_SUPPLIED PASSAGE_
┏━━
No setup is required. This pathway is active by default when the package loads.

How it works

julia
using vSmartMOM
using vSmartMOM.Absorption

# artifact() returns the path to the .par file for the requested molecule.
# On first call, the artifact is downloaded and cached locally.
co2_path = artifact("CO2")

# Read the line parameters (all isotopologues, filtered by wavenumber range)
hitran_data = read_hitran(co2_path, mol=2, ν_min=6000, ν_max=6400)

# Check which isotopologues are included
println(sort(unique(hitran_data.iso)))  # e.g., [1, 2, 3, 4, 5, 6, 7, 8]

Limitations

  • The data is HITRAN 2016. There is no way to update to a newer edition without switching to the direct download pathway.

  • Version provenance is not explicitly tracked – the only indication of the edition is in the artifact download URL.

Pathway 2: Direct Download from hitran.org

This pathway downloads data directly from the HITRAN line-by-line API, similar to how the Python HAPI library works. Data is cached locally in a Julia scratch space with full provenance metadata.
┗━━
_WHAT TO DO_
• 1. Name every function called in the code of the HITRAN data passage.
• 2. According to the HITRAN data passage, why does the default pathway need no setup?
• 3. Answer from the HITRAN data passage:
(a) Which HITRAN edition does the default pathway provide?
(b) What wavenumber bounds does the read_hitran call use?
(c) Where does the direct download pathway cache its data?

[Dataset rows about where objects appear]
┏━━
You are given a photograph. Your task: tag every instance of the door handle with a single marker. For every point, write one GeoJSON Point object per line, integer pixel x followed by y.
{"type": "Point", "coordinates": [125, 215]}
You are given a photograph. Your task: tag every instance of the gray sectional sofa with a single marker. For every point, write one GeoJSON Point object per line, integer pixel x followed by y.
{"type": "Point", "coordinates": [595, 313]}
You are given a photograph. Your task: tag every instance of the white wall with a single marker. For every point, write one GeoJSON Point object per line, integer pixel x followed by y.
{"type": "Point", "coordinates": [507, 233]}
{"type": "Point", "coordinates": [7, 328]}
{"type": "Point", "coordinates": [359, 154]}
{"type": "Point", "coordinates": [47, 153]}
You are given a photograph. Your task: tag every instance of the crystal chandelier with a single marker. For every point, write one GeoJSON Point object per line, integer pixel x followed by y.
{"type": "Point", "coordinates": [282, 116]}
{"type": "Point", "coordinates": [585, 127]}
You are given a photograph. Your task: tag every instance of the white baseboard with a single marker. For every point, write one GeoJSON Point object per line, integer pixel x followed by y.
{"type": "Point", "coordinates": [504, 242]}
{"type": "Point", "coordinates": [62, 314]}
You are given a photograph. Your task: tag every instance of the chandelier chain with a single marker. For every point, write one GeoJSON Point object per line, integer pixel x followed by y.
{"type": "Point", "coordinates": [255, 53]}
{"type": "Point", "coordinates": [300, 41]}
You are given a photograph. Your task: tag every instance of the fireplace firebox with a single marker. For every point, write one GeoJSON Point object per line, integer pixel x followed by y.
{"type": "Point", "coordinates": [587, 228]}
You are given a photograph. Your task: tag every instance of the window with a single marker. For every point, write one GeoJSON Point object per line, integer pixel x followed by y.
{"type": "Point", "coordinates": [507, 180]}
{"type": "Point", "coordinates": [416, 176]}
┗━━
_EXPECTED RESULTS_
• 1. artifact, read_hitran, println, sort, unique

• 2. The pathway is active by default as soon as the package loads, so nothing has to be configured before using it.

• 3.
(a) HITRAN 2016.
(b) 6000 to 6400 (ν_min=6000, ν_max=6400).
(c) In a local Julia scratch space, with full provenance metadata.